## Data listing
****************************************

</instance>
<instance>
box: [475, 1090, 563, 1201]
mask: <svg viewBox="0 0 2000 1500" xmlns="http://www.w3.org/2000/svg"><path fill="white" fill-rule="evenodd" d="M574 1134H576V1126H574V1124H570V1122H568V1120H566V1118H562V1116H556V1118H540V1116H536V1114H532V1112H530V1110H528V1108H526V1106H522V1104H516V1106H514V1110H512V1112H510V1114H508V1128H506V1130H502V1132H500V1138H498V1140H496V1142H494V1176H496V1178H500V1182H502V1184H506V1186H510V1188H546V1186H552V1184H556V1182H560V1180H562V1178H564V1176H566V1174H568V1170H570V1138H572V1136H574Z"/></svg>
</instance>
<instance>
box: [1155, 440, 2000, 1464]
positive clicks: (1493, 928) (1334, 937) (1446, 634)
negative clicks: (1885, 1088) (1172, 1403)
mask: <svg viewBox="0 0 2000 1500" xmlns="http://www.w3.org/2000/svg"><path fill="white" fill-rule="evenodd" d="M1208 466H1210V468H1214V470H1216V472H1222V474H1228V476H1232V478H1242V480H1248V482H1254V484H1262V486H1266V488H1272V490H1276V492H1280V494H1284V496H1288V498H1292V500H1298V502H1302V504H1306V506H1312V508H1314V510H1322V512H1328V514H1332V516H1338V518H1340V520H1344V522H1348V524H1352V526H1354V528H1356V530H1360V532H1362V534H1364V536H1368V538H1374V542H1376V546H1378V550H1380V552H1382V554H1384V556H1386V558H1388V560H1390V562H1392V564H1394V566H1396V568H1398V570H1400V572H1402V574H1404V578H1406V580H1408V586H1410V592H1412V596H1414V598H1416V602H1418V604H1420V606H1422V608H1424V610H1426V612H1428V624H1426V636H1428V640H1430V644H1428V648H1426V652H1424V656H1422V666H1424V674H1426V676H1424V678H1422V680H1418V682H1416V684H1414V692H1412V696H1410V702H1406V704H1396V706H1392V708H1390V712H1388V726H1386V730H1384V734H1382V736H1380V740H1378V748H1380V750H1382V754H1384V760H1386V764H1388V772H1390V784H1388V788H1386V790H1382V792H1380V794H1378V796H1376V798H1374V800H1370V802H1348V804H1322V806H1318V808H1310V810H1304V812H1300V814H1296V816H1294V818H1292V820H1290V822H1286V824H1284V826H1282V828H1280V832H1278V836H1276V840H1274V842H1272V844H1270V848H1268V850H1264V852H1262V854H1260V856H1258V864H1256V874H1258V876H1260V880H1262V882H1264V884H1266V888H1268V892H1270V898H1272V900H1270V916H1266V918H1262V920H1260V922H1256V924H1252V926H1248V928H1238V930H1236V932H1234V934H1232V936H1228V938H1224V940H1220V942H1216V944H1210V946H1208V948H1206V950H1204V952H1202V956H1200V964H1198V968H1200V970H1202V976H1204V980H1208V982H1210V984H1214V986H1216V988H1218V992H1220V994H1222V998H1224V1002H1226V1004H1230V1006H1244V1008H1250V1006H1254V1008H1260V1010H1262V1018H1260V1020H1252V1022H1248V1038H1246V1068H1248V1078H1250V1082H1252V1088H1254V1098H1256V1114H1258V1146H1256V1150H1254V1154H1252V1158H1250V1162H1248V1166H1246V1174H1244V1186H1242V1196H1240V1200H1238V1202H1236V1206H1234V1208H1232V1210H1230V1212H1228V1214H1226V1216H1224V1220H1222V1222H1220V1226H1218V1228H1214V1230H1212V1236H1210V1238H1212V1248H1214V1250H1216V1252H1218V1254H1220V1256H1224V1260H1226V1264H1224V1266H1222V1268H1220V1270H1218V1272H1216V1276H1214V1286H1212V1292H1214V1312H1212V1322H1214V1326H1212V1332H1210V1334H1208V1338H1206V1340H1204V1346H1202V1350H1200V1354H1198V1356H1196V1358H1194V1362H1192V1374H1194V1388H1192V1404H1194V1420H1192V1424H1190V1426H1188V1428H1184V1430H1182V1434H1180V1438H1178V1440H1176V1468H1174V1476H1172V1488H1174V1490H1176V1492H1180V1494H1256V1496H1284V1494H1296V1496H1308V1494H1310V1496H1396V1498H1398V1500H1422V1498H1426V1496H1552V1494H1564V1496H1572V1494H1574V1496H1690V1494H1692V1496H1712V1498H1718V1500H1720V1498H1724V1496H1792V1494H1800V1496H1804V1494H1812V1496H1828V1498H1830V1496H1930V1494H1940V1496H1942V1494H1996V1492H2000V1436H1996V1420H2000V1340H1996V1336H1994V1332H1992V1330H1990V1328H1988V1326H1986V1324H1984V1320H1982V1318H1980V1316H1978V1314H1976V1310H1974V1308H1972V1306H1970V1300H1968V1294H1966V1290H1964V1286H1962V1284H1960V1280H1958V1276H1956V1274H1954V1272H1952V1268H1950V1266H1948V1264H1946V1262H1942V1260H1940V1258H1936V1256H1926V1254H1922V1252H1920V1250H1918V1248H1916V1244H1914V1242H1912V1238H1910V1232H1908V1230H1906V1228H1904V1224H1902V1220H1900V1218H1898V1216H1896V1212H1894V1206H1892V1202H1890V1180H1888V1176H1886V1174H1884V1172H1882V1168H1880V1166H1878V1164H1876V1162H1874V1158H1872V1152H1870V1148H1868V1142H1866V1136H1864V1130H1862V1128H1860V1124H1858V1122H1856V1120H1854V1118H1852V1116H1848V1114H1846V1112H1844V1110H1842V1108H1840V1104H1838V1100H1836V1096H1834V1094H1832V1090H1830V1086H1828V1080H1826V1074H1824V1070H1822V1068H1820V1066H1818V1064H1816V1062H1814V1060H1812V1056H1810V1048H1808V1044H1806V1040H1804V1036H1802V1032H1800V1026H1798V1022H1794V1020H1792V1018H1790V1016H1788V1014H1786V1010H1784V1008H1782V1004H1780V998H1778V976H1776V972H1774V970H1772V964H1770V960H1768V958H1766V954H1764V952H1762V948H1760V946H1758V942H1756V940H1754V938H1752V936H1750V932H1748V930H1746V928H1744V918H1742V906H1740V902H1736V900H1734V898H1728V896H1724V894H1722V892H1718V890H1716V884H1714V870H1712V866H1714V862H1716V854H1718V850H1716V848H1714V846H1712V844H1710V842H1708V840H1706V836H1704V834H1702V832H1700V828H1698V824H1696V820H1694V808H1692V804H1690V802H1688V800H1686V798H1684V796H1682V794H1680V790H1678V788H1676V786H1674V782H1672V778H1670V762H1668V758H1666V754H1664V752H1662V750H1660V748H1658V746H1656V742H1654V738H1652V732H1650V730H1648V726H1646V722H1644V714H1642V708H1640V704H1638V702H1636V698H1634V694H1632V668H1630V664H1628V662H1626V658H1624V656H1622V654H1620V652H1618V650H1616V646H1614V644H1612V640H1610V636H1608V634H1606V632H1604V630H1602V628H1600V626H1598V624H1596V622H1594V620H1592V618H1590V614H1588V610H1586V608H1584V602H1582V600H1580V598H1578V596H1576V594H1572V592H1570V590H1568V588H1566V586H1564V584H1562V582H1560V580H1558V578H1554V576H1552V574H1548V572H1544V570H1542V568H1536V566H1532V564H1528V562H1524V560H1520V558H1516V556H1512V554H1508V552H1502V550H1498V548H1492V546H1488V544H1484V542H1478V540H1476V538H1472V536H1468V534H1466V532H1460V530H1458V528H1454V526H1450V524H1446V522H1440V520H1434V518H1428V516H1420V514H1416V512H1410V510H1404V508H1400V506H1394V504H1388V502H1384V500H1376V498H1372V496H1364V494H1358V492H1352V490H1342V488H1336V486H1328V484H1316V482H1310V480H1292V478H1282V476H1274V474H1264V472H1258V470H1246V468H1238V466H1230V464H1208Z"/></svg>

****************************************

## Work instruction
Print the lines above from the one with "box: [475, 1090, 563, 1201]" through the one with "positive clicks: (1493, 928)", both included, exactly as written and nothing more.

## Written response
box: [475, 1090, 563, 1201]
mask: <svg viewBox="0 0 2000 1500" xmlns="http://www.w3.org/2000/svg"><path fill="white" fill-rule="evenodd" d="M574 1134H576V1126H574V1124H570V1122H568V1120H566V1118H562V1116H556V1118H540V1116H536V1114H532V1112H530V1110H528V1108H526V1106H522V1104H516V1106H514V1110H512V1112H510V1114H508V1128H506V1130H502V1132H500V1138H498V1140H496V1142H494V1176H496V1178H500V1182H502V1184H506V1186H510V1188H546V1186H552V1184H556V1182H560V1180H562V1178H564V1176H566V1174H568V1170H570V1138H572V1136H574Z"/></svg>
</instance>
<instance>
box: [1155, 440, 2000, 1464]
positive clicks: (1493, 928) (1334, 937) (1446, 634)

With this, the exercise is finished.